Passage fourni:

===============

Il fait très frais cependant et c’est la seule ombre au tableau. Difficile de monter en température rapidement sur le tour puis de se reposer 20 minutes dans le vent. Par chance, l’un des partenaires de la course propose des tentes légères à monter pour s’abriter. Pas d’hésitation possible, nous réquisitionnons l’un des chapiteaux pour installer notre camp de base. Jean-Charles, ami de la bande, coureur et supporter de choc, nous aide à monter la structure rapidement. Une suite de dominos chamarrés s’aligne rapidement pour constituer une enfilade de stands comme sur une course automobile. L’esprit festif de l’année dernière est un peu atténué mais le confort est autrement appréciable pour les heures qui se préparent !
3. La compétition est serrée.
Nos concurrents tournent quasiment à la même allure que nous pour le moment mais leur stratégie est différente. Ils accomplissent chacun trois tours d’affilée avant de passer le relai quand nous avons choisi une option offensive, presque kamikaze, de sprinter à tour de rôle sur un kilomètre. En tout cas, leurs meilleurs relayeurs sont clairement partis en début de course. Nous verrons dans quelques temps quel est le niveau général de cette équipe.
Comme l’année dernière, nous avons choisi de suivre notre propre pointage. L’expérience nous a prouvé son utilité et malheureusement, dès la publication du premier classement, ça se confirme ! 4 tours à notre débours. La course se jouera autant sur le bitume que dans la guérite du pointeur ! Ce petit épisode, en tout cas, ajoute à l’excitation de début de course et nous motive encore plus. Je ne pense plus à rien. Les doutes sont partis. Je suis uniquement concentré sur les passages de relai et sur l’évolution de l’équipe d’à côté. Je profite aussi des transitions pour regarder l’agitation sportive alentour. Je suis admiratif de ceux qui sont partis pour un effort solitaire et je les encourage dès que possible. J’ai l’impression de faire partie d’une sorte de grande famille de doux dingues même si je suis dans la catégorie des moins atteints avec mon équipe !

===============

Prolongez le récit de la course de relais ci-dessus en reprenant juste après sa dernière phrase.

Entrées répertoriées:
===============

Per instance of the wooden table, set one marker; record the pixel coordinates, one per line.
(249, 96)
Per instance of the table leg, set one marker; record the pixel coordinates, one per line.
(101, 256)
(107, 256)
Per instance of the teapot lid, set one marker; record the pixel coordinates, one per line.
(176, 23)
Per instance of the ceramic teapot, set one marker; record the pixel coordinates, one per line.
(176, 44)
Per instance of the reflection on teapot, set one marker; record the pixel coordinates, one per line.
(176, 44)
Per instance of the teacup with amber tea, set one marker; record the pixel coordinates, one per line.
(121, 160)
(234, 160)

===============

Problème résolu:
Les premières heures défilent à une allure folle. Comme l’année dernière, l’attente « interminable » des premiers passages s’est estompée. J’ai trouvé la quiétude du métronome. Troisième relayeur de la boucle puis repos, troisième relayeur de la boucle puis repos… Les kilomètres s’enchainent, le compteur tourne et nous sommes devant. Notre stratégie s’avère plus payante que l’équipe de l’Amicale de Pennes Mirabeau. Leurs derniers coureurs sont à niveau moindre et les secondes que les premiers peuvent nous prendre, nous nous les réapproprions avec force. Je le sens agacés de notre stratégie car impuissants d’une certaine manière à lutter contre nous. Le premier marathon est avalé en à peine plus de 3 heures. Je n’ose me projeter sur l’avenir à cette allure car un rapide calcul sur 24 heures m’amène à un total ahurissant.
4. 1 heure du matin.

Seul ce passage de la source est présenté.